• **INSTRUCTIONS TO FOLLOW**: Locate the line containing "Category: concrete staircase", then please write out that line and all the lines below it in the entries exactly.

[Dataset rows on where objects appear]

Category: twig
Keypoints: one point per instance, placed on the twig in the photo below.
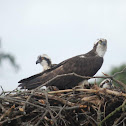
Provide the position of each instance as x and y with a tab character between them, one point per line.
28	100
100	91
112	113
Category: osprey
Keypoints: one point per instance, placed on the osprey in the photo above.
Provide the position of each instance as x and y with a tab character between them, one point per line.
85	65
45	61
107	83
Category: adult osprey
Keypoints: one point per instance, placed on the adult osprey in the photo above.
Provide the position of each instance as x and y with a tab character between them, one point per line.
45	61
85	65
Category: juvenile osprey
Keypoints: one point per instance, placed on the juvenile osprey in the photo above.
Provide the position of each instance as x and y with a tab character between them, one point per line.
45	61
85	65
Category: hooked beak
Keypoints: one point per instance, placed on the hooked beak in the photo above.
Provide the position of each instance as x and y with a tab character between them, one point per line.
38	61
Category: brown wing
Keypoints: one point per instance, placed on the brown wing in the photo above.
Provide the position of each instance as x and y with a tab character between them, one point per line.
87	66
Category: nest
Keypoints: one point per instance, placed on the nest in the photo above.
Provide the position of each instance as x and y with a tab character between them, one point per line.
72	107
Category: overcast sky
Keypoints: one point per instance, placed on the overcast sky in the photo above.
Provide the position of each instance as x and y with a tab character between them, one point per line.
61	29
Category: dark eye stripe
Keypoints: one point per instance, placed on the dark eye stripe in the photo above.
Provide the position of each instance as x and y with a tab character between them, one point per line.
48	61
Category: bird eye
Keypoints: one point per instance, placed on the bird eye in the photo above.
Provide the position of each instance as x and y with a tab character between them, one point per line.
100	41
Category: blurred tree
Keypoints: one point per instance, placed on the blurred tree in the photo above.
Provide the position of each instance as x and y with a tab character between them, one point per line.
6	56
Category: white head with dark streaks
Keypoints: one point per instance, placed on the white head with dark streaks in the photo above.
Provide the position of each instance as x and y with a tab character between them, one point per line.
45	61
100	47
107	83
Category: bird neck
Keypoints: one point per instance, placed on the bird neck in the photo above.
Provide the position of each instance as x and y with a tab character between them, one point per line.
45	65
100	51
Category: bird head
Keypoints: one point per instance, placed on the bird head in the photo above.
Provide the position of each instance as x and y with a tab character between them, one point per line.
107	83
45	61
100	47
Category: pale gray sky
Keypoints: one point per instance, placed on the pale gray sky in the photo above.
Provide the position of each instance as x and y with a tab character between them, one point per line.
61	29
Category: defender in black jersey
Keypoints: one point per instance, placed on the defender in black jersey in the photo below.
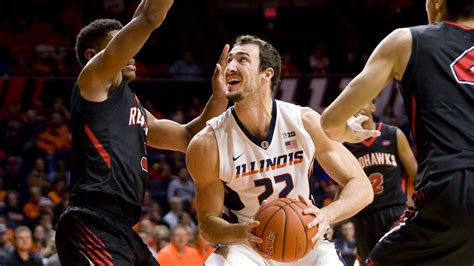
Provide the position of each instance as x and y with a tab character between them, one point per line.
390	165
435	66
110	131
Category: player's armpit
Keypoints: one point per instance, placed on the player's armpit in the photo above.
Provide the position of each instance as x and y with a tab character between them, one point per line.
388	60
202	160
166	134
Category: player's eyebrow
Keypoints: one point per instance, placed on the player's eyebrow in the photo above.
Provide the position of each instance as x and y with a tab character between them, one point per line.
238	53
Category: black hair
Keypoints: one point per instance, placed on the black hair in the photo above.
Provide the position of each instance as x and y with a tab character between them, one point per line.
269	56
460	8
92	37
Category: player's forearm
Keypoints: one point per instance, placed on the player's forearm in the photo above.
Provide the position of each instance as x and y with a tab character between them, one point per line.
152	12
333	128
214	107
218	231
356	195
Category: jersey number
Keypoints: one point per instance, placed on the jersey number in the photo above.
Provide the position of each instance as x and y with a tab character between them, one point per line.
267	183
376	179
463	67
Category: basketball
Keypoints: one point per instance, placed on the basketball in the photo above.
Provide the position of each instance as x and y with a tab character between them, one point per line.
283	230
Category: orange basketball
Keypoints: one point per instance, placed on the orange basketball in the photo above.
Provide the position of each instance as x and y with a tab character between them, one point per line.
283	230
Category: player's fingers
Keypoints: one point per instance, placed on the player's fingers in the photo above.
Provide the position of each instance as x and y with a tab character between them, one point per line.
223	57
361	118
217	70
317	238
250	225
315	221
373	133
305	200
253	238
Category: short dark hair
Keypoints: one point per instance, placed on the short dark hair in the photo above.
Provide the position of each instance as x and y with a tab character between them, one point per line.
460	8
92	36
269	56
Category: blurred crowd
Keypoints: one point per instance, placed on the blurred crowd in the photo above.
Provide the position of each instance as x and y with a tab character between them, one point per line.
35	151
40	40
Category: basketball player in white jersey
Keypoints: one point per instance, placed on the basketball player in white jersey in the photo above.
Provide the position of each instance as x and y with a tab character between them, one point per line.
263	149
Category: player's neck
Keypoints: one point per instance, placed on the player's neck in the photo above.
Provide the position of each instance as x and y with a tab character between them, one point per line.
468	22
256	115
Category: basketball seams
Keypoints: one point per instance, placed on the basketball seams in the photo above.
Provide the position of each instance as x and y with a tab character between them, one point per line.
268	221
302	223
280	229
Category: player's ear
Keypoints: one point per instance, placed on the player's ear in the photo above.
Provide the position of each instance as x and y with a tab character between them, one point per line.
89	53
373	107
440	4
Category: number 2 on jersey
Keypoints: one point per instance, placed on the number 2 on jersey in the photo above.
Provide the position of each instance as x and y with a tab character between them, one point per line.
376	179
268	184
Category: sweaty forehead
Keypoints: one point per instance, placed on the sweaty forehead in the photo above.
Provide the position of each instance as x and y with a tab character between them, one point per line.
249	49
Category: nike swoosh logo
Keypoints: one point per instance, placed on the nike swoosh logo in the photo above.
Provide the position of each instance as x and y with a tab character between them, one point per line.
235	158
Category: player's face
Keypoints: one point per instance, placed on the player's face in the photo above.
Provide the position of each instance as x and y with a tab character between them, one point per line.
129	70
242	72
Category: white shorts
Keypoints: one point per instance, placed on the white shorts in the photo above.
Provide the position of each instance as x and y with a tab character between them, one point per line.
241	254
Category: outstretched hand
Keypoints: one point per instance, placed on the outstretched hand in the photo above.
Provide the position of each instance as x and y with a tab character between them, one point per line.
219	82
320	219
355	133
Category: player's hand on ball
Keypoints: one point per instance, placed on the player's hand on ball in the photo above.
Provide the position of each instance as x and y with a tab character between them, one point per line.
321	220
248	228
355	133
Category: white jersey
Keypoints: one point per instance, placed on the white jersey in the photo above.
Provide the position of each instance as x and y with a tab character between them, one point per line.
253	169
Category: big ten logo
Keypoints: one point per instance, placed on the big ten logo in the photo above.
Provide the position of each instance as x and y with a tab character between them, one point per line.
290	134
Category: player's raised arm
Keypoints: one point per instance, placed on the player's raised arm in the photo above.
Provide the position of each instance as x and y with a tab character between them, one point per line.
406	157
341	166
166	134
104	67
202	160
388	60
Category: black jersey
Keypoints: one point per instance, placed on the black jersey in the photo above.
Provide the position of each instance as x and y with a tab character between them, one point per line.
379	159
109	170
438	91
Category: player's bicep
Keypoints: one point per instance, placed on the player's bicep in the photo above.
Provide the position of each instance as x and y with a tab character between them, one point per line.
166	134
388	60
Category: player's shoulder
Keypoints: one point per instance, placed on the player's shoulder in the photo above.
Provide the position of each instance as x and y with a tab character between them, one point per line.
308	114
203	138
220	120
400	36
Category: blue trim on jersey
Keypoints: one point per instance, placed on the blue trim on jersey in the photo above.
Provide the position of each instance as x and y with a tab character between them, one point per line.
271	129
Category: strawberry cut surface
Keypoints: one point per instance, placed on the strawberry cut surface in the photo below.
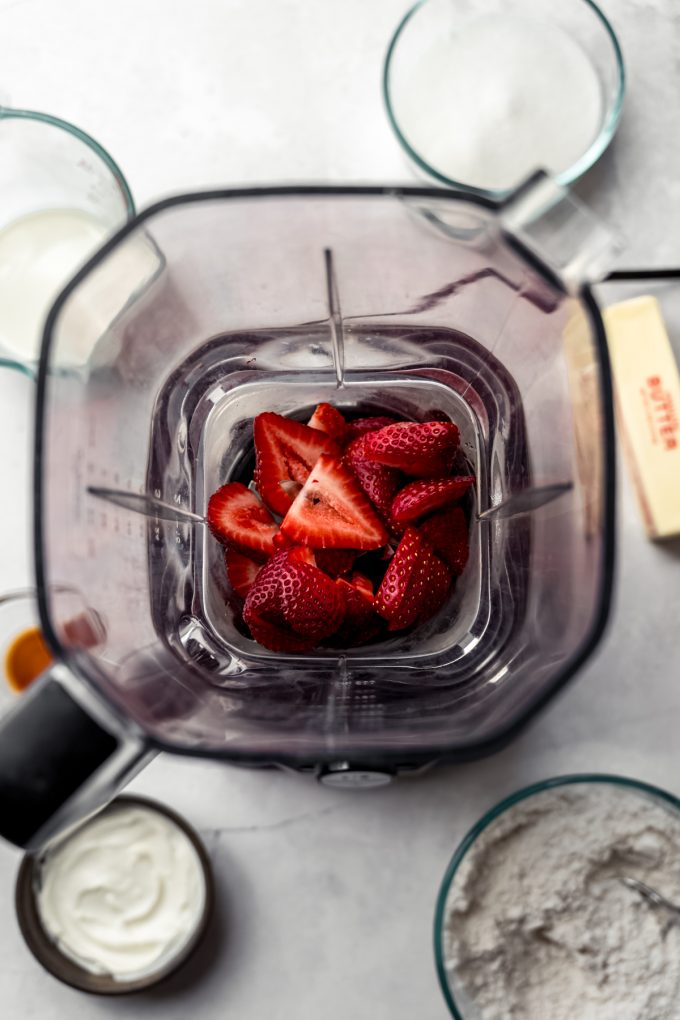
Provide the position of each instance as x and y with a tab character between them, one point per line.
284	451
332	511
335	561
415	447
236	516
420	498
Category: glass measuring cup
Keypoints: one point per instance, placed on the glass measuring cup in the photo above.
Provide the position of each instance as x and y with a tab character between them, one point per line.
60	196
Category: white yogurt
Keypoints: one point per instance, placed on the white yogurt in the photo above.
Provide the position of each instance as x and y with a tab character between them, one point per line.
124	894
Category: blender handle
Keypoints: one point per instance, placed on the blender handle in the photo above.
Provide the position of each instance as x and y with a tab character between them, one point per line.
58	761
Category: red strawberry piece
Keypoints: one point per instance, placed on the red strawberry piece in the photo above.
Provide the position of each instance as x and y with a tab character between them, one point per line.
335	561
447	531
359	599
420	498
301	554
390	599
277	639
379	482
361	622
436	581
415	447
415	583
291	594
242	571
328	419
360	426
237	516
363	584
284	450
313	605
332	511
426	590
282	542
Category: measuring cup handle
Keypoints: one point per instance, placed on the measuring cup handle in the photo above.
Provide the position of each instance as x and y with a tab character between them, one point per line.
59	760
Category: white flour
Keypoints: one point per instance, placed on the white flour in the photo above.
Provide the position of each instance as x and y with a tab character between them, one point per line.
538	925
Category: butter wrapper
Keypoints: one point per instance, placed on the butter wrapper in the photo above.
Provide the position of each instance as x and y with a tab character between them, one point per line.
646	386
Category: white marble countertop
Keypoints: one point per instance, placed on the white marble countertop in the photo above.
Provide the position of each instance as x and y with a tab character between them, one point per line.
325	897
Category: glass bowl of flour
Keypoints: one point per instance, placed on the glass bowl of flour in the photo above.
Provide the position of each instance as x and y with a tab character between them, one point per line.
482	93
535	920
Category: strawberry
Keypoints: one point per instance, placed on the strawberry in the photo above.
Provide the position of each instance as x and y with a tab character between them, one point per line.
332	512
359	599
415	583
362	425
292	595
447	531
242	571
328	419
393	591
436	581
379	482
361	623
335	561
277	639
420	449
419	498
284	450
236	515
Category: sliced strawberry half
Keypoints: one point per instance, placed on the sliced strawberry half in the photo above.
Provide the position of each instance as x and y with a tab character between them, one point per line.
415	447
284	451
378	481
332	511
329	420
242	571
237	516
447	531
420	498
360	426
335	561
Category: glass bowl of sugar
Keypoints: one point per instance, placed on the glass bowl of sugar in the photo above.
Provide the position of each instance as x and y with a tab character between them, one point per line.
482	93
561	903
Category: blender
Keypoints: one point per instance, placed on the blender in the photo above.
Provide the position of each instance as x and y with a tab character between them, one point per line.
414	302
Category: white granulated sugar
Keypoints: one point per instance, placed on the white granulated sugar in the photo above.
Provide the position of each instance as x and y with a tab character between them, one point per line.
539	926
498	98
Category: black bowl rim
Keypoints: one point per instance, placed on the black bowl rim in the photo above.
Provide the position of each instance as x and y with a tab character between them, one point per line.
48	954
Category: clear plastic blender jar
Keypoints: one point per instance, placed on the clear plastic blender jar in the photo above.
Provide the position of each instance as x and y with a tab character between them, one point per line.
417	302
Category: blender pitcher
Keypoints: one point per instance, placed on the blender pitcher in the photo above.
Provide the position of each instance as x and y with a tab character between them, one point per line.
414	302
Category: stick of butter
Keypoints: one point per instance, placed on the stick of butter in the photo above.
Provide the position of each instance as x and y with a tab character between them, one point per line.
647	397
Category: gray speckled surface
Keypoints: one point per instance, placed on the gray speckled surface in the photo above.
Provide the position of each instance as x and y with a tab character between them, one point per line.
326	898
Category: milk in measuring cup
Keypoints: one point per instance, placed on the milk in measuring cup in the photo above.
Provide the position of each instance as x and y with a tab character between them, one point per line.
38	255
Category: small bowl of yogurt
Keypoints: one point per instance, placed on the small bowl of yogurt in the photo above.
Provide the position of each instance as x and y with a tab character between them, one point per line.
481	95
119	903
541	913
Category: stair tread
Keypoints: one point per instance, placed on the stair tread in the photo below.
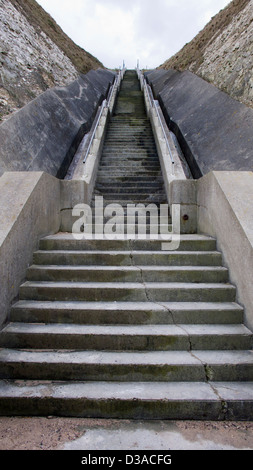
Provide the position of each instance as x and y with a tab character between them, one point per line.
121	306
128	285
197	358
179	391
140	330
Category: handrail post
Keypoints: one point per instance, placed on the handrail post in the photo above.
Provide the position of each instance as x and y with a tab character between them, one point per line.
153	104
106	103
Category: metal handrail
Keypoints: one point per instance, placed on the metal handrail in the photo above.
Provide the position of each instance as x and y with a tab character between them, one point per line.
153	104
164	133
106	103
94	131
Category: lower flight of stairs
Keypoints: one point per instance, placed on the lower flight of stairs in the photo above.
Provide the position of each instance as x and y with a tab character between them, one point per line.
121	329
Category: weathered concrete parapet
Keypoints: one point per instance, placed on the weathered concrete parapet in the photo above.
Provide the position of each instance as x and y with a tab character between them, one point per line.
184	192
213	130
30	209
44	135
220	204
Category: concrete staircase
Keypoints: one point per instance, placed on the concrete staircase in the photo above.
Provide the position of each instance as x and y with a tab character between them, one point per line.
121	329
129	170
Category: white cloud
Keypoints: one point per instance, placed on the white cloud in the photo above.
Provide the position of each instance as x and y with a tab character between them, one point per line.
148	30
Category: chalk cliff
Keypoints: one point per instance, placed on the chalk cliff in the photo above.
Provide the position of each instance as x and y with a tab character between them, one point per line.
35	54
222	53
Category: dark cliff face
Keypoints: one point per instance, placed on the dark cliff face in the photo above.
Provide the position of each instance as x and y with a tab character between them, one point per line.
35	54
222	53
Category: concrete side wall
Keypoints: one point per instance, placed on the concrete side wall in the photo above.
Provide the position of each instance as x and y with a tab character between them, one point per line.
225	210
30	209
214	130
220	204
44	135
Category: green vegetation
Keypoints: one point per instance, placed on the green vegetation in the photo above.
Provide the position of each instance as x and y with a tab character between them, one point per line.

• **RESPONSE**:
Category: concrete staircase
Keypoints: one point per instance, placed on the concrete staircase in the photo above.
Provide the position of each instance as x and y with a tab character between them, one point per line.
121	329
129	170
Category: white cloud
Keypoints: one point per instance, placed on the white cloud in the photo above.
Provide the position of each instance as x and y with a tab character between them, one point per line.
148	30
Category: chalk cliff
Keypoints: one point per instance, placed on the chalk cliff in the photo above.
Provide the position of each instance as x and y with a tab character between them, one point per line.
35	54
222	53
Category: dark cliff face
Keypoints: one point per instance, placed on the dark cliff face in the photo above.
Provide the position of each instance as x and y with a tab character between them, one point per line.
35	54
222	53
Category: concrete side wall
Keypoints: one point per instance, placed on the concrete side wall in the photo above.
Provide the position of each instance as x and y with a tab character between them, one point per line.
225	210
30	209
214	130
220	204
44	135
Category: green vegetation
Keypoints: one point per instance, placed on the green vegetation in the photo above.
Provide the position of each instance as x and y with a tab character between them, one point per line.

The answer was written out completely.